- **Required task**
Would you copy only the lines below, beginning with the one that contains "Expected: a point inside each instance of the neighboring" and running through the last entry line?

- **Given data**
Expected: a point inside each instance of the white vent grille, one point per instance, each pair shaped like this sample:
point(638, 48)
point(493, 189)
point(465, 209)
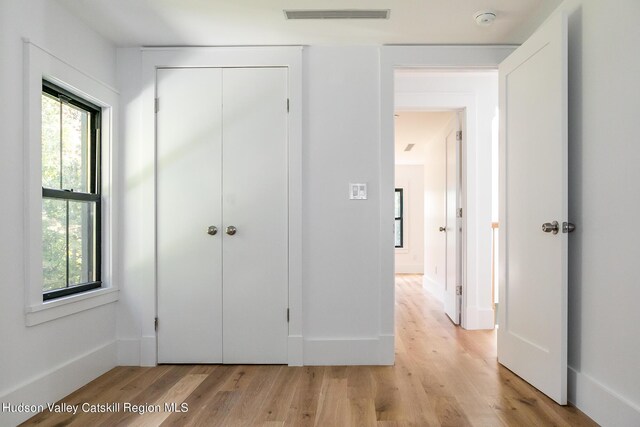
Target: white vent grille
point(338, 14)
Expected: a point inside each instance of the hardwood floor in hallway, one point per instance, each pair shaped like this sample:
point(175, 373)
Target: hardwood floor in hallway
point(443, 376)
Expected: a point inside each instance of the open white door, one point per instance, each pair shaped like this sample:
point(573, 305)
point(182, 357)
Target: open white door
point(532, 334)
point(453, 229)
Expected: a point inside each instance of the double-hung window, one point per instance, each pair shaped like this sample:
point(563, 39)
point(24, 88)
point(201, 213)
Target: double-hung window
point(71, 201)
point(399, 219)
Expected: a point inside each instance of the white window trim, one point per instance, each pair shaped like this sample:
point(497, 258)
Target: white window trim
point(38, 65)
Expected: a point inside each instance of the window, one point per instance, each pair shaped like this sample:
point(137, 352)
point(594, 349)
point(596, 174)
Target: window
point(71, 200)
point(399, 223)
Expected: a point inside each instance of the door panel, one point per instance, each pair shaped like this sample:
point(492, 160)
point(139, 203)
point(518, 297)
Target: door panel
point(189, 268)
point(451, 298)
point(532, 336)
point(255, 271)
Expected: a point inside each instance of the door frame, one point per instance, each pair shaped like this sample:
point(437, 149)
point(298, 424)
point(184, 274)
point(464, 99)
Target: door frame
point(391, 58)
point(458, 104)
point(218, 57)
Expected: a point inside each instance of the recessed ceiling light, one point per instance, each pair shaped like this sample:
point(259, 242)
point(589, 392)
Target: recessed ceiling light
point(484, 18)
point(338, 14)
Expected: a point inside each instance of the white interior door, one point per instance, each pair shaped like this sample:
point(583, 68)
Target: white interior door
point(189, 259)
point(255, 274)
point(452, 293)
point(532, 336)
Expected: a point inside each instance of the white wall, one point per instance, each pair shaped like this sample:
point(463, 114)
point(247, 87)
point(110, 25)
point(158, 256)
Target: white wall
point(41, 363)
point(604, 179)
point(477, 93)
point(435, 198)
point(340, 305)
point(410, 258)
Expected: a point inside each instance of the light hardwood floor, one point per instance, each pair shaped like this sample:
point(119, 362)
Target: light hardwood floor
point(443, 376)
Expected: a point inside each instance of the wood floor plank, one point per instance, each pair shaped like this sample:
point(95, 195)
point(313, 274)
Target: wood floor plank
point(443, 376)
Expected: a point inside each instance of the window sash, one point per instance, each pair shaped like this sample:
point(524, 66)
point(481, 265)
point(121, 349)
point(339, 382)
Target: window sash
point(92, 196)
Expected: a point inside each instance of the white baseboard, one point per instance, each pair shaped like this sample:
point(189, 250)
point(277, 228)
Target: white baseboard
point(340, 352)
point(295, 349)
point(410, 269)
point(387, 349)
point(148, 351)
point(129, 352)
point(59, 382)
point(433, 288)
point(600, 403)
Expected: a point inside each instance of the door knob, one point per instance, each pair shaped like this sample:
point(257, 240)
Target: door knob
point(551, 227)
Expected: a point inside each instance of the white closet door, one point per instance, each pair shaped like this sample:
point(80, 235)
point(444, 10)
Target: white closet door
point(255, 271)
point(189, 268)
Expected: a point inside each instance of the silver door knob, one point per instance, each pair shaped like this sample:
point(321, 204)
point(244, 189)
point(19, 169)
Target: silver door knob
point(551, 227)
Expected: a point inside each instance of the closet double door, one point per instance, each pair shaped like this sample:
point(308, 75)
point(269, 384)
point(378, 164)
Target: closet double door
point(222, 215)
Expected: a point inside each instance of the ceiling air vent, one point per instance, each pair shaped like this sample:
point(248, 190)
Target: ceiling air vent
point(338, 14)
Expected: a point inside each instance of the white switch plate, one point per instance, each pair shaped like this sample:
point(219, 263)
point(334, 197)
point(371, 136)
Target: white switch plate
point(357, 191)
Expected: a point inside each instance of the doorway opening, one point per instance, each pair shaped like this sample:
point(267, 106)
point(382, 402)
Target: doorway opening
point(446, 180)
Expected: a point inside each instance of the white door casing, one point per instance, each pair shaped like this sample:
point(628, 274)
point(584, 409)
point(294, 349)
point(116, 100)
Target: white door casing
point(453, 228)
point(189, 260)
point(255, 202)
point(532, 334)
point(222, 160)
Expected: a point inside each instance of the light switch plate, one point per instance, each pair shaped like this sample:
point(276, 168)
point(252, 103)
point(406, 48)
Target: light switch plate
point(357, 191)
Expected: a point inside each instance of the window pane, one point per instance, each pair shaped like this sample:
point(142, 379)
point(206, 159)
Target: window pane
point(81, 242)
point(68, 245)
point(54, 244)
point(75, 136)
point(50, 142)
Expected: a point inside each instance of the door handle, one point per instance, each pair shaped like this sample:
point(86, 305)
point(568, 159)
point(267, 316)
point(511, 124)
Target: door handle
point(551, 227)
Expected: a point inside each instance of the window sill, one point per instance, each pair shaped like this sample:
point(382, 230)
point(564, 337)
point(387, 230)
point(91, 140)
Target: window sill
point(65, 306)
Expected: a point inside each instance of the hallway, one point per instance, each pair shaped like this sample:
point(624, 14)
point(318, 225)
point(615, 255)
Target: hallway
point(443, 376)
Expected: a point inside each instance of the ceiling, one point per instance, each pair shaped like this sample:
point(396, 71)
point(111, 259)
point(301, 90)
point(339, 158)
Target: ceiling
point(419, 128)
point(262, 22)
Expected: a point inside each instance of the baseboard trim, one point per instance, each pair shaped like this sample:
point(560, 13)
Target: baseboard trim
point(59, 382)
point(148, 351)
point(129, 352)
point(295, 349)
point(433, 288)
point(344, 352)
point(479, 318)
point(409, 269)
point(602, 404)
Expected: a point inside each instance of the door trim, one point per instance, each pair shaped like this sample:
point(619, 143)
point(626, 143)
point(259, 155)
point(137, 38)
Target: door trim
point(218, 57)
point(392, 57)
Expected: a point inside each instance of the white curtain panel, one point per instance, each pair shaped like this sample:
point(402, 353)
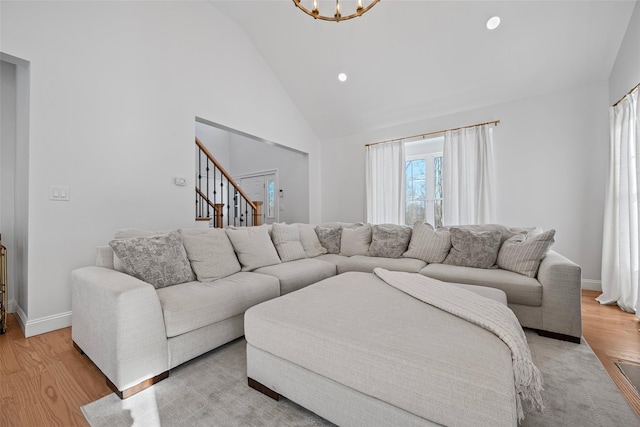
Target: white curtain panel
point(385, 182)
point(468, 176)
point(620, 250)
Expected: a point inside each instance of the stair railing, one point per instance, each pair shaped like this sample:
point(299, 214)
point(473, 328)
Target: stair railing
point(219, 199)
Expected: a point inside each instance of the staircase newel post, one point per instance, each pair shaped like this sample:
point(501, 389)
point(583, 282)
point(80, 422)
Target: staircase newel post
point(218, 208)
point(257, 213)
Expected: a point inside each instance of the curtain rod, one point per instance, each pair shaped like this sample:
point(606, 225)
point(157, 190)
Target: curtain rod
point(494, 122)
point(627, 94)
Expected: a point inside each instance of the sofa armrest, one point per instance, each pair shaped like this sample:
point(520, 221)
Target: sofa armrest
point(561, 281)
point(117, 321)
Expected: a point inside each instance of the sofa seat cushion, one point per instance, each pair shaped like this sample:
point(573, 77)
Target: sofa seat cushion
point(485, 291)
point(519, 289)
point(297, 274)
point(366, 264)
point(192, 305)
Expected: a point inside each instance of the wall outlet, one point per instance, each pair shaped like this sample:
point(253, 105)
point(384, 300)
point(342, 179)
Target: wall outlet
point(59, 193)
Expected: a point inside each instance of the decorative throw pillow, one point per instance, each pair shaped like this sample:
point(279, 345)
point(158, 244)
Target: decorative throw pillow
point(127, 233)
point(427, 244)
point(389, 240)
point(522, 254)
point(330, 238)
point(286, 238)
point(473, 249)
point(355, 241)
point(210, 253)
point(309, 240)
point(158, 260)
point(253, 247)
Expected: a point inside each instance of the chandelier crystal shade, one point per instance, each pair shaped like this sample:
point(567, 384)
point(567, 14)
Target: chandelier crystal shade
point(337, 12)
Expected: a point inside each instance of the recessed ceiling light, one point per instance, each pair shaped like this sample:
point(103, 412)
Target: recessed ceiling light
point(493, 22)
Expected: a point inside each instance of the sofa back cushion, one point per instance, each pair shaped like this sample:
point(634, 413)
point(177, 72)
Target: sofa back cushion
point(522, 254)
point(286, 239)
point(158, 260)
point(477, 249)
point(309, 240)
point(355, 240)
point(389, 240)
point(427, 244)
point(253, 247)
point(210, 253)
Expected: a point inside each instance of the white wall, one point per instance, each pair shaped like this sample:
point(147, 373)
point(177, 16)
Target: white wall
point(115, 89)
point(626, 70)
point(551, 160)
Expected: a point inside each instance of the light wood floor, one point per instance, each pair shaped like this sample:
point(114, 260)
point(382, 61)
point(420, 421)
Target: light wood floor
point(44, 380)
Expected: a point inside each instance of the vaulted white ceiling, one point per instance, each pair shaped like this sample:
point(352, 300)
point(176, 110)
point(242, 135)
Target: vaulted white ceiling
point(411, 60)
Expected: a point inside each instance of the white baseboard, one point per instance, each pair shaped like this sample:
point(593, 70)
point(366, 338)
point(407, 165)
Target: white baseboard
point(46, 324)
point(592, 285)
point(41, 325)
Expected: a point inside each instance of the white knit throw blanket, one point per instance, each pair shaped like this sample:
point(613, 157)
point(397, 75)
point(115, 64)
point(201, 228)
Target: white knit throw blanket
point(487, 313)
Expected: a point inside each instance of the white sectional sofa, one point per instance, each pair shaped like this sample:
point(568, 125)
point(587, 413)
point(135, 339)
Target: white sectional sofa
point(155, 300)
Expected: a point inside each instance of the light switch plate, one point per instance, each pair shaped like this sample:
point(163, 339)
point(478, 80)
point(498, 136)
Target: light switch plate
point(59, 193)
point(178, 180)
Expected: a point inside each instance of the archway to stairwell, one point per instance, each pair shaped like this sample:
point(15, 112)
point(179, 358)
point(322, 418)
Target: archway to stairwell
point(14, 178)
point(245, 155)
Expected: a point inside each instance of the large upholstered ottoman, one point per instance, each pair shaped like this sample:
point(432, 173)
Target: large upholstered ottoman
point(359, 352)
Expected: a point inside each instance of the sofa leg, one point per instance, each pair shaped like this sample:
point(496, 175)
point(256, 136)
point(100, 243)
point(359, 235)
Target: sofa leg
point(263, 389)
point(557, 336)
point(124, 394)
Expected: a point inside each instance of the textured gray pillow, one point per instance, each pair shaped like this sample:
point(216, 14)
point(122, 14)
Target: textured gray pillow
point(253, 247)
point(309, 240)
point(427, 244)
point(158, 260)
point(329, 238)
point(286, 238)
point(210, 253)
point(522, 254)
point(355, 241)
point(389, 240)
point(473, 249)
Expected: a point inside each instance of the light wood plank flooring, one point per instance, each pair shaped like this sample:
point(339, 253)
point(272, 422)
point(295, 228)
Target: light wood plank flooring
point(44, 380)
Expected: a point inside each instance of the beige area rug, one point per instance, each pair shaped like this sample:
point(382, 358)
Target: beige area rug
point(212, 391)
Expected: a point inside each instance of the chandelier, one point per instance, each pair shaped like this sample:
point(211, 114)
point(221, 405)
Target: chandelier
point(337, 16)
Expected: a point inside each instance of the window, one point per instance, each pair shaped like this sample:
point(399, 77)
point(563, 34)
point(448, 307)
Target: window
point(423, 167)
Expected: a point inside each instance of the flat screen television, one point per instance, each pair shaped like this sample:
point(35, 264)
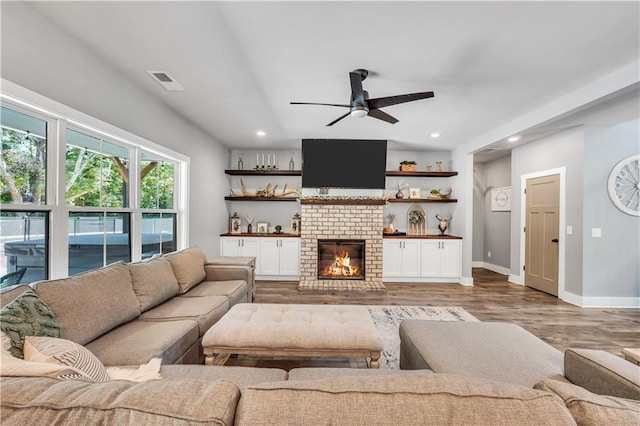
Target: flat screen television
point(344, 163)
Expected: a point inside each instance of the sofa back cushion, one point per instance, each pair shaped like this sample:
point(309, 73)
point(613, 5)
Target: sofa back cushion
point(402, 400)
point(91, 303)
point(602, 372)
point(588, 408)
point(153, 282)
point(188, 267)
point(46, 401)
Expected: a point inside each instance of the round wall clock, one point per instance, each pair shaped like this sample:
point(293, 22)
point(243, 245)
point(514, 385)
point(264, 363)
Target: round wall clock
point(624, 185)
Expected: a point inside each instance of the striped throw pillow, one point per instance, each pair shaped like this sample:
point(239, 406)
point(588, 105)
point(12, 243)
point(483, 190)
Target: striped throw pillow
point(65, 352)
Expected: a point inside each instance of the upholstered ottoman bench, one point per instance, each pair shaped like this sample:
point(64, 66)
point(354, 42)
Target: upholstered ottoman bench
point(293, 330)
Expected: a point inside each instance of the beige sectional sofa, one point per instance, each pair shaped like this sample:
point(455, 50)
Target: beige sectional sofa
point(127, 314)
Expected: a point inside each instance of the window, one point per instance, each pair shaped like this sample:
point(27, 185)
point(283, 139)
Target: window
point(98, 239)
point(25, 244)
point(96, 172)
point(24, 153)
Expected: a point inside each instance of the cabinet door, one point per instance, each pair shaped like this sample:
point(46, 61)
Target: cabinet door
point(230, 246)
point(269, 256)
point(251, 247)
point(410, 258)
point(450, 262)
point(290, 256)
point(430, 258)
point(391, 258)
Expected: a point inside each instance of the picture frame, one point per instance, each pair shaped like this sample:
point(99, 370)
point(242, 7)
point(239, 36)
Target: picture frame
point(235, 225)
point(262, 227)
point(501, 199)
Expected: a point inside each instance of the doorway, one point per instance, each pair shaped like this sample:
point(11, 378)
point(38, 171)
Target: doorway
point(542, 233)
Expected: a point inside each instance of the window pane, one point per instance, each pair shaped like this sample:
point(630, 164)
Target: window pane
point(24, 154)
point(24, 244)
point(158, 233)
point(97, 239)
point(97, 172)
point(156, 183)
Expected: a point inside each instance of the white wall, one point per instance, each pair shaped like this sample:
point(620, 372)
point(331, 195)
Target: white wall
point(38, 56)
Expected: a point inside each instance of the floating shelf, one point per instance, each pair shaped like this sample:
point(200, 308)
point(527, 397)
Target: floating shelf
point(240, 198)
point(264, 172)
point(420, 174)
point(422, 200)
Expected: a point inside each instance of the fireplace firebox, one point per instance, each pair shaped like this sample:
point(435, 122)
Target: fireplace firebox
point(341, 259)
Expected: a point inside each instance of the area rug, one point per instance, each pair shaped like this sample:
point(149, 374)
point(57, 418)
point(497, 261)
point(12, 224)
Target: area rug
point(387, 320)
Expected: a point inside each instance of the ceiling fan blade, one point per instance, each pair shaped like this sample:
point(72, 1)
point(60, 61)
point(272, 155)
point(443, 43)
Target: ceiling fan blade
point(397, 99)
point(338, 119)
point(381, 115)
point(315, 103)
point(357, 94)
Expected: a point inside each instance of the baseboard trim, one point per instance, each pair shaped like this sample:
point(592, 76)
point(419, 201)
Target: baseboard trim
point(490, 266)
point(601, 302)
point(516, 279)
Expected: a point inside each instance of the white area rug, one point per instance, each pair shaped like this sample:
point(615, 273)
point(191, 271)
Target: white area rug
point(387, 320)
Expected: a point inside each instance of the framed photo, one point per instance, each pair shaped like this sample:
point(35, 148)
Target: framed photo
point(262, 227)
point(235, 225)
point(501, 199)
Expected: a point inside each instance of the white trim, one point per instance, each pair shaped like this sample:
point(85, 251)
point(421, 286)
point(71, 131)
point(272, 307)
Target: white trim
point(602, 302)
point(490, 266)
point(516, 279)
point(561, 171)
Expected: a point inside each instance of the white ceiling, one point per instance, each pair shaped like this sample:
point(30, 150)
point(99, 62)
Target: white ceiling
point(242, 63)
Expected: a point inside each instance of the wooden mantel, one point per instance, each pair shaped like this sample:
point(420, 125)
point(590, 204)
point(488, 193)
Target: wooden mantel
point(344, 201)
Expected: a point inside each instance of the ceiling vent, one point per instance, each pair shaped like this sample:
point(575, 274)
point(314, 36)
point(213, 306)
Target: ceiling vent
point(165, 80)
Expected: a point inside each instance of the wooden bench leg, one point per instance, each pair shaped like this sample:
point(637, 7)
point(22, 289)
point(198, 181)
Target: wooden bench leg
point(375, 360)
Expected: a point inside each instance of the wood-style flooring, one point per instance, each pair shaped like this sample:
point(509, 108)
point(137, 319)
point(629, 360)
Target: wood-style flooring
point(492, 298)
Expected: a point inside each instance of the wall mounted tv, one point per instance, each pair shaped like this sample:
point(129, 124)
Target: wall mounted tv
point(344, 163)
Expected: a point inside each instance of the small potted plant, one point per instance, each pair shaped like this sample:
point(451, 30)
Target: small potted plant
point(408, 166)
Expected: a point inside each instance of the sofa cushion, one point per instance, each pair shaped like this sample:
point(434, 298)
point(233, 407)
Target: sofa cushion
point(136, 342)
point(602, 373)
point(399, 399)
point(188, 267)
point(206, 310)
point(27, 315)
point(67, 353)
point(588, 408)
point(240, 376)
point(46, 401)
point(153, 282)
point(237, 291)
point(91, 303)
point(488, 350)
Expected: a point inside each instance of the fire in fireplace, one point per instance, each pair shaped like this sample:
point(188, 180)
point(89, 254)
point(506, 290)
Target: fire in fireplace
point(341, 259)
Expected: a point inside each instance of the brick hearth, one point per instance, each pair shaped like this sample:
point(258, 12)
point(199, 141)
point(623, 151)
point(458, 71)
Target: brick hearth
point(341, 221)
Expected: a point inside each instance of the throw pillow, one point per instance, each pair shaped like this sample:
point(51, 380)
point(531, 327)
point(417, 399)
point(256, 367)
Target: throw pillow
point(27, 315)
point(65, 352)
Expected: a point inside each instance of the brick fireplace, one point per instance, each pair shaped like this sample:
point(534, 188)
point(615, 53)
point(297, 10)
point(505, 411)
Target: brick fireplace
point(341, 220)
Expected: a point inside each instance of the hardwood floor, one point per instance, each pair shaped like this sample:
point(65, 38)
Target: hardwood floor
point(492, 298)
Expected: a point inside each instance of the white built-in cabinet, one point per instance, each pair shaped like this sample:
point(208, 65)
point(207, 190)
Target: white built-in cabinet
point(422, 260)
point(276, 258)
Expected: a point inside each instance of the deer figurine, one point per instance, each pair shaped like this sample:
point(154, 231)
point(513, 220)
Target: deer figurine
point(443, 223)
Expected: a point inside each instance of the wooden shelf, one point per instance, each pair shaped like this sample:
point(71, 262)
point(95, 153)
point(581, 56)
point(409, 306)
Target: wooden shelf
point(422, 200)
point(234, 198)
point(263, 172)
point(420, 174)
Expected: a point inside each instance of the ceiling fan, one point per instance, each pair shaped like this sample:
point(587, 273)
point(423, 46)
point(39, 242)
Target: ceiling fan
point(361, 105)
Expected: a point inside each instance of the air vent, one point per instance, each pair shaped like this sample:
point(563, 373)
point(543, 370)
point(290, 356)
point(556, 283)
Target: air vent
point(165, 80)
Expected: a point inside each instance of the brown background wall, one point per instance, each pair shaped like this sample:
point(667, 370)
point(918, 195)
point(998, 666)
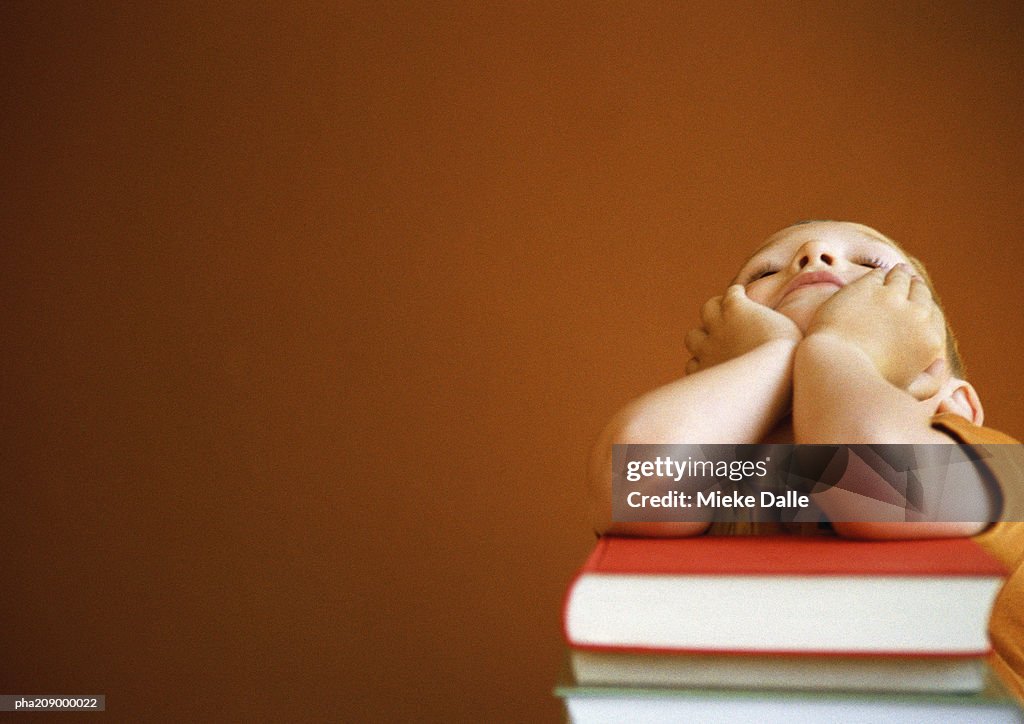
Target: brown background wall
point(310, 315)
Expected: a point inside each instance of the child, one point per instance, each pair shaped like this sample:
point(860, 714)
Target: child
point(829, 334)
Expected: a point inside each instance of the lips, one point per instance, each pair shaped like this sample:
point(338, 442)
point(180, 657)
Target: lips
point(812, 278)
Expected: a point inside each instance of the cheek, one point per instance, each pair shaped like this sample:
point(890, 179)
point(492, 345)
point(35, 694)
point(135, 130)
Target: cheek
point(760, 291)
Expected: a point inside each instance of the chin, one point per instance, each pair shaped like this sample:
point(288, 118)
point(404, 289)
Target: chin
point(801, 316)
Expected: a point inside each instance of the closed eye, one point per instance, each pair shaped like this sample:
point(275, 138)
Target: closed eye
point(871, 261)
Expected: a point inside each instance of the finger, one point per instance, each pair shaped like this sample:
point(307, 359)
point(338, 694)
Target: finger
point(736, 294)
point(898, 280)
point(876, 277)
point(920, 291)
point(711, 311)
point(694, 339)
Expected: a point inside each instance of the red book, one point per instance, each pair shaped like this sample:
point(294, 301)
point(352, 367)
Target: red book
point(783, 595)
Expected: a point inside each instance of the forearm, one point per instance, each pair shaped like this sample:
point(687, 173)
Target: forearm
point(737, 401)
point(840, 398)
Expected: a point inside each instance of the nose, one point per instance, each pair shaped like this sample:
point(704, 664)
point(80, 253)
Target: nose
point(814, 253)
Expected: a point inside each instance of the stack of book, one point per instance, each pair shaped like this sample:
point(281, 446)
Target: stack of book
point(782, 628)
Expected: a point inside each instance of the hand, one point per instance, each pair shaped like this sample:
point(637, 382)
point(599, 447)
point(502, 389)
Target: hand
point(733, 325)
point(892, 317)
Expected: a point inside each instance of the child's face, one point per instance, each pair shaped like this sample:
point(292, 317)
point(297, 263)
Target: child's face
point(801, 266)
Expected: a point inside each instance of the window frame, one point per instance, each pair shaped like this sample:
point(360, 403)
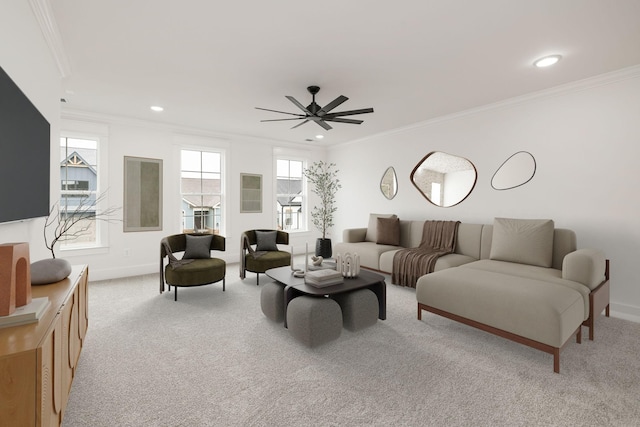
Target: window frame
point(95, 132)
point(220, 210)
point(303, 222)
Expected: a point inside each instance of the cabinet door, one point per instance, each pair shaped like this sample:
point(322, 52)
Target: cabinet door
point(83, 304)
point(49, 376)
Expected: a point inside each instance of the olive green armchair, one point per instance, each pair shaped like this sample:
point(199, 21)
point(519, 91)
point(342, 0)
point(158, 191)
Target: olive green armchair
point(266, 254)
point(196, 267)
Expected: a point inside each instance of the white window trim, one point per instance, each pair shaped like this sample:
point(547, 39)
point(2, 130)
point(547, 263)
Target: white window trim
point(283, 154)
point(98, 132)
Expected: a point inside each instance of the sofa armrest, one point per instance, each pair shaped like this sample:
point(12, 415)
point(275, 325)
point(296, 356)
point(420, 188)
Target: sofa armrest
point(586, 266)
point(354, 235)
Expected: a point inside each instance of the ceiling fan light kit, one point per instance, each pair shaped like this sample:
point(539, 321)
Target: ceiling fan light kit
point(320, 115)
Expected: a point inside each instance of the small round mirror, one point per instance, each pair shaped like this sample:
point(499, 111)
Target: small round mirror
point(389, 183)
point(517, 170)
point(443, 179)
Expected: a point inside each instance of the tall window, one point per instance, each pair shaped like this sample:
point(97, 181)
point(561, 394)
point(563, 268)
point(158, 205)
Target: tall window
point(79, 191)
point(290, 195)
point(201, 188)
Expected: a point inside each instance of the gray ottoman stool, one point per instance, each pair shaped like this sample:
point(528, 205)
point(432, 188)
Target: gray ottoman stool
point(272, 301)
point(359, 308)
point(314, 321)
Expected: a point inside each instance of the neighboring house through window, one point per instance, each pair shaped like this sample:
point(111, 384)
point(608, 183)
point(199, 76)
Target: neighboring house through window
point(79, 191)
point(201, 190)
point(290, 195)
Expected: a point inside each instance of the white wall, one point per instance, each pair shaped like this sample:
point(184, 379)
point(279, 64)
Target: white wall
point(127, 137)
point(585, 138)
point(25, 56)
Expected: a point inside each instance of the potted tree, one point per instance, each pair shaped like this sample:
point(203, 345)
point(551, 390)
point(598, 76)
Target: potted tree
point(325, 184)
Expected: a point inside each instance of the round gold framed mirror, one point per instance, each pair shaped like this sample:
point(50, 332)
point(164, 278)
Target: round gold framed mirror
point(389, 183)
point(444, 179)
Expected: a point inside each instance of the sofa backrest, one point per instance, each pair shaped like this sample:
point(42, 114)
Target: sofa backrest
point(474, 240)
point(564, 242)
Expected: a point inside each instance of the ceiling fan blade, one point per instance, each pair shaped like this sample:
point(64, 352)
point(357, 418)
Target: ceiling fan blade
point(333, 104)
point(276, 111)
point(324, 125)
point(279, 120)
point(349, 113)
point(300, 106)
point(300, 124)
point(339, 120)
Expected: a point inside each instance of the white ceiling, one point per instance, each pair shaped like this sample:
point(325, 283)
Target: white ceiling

- **Result of this exercise**
Expected: a point inside each instance of the neighboring house through window, one point per instance, each pair shaped like this sample:
point(111, 384)
point(608, 183)
point(199, 76)
Target: neighboring house through window
point(79, 191)
point(201, 190)
point(290, 195)
Expected: a point inside each instance of the white wall, one point per instance, each pair shaped like this sample:
point(184, 379)
point(279, 64)
Target: white wall
point(127, 137)
point(585, 138)
point(25, 56)
Expected: a point inside each instance of the potted tree, one point per instance, each pair shaped like this sample:
point(203, 345)
point(551, 390)
point(598, 76)
Target: potted tree
point(325, 184)
Expected: a point inside each instance of the round gold framed mirror, one point per instance, each pair shaped like this sample:
point(50, 332)
point(164, 278)
Target: round gold framed mirror
point(389, 183)
point(444, 179)
Expected: a point inside each instance of the sofa backrest, one point per instance, each pair shaped like this sample:
point(42, 114)
Target: sofa backrest
point(474, 240)
point(564, 242)
Expected: a point inside each instance of the ceiling fan blade, one point per instance, each pair shaped like this sample:
point(64, 352)
point(357, 418)
Target: ceiling fan blade
point(333, 104)
point(276, 111)
point(324, 125)
point(279, 120)
point(349, 113)
point(300, 106)
point(300, 124)
point(339, 120)
Expected: a point inside each instance of the white ceiling, one point per instance, each pair shaped like this sample:
point(325, 283)
Target: white ceiling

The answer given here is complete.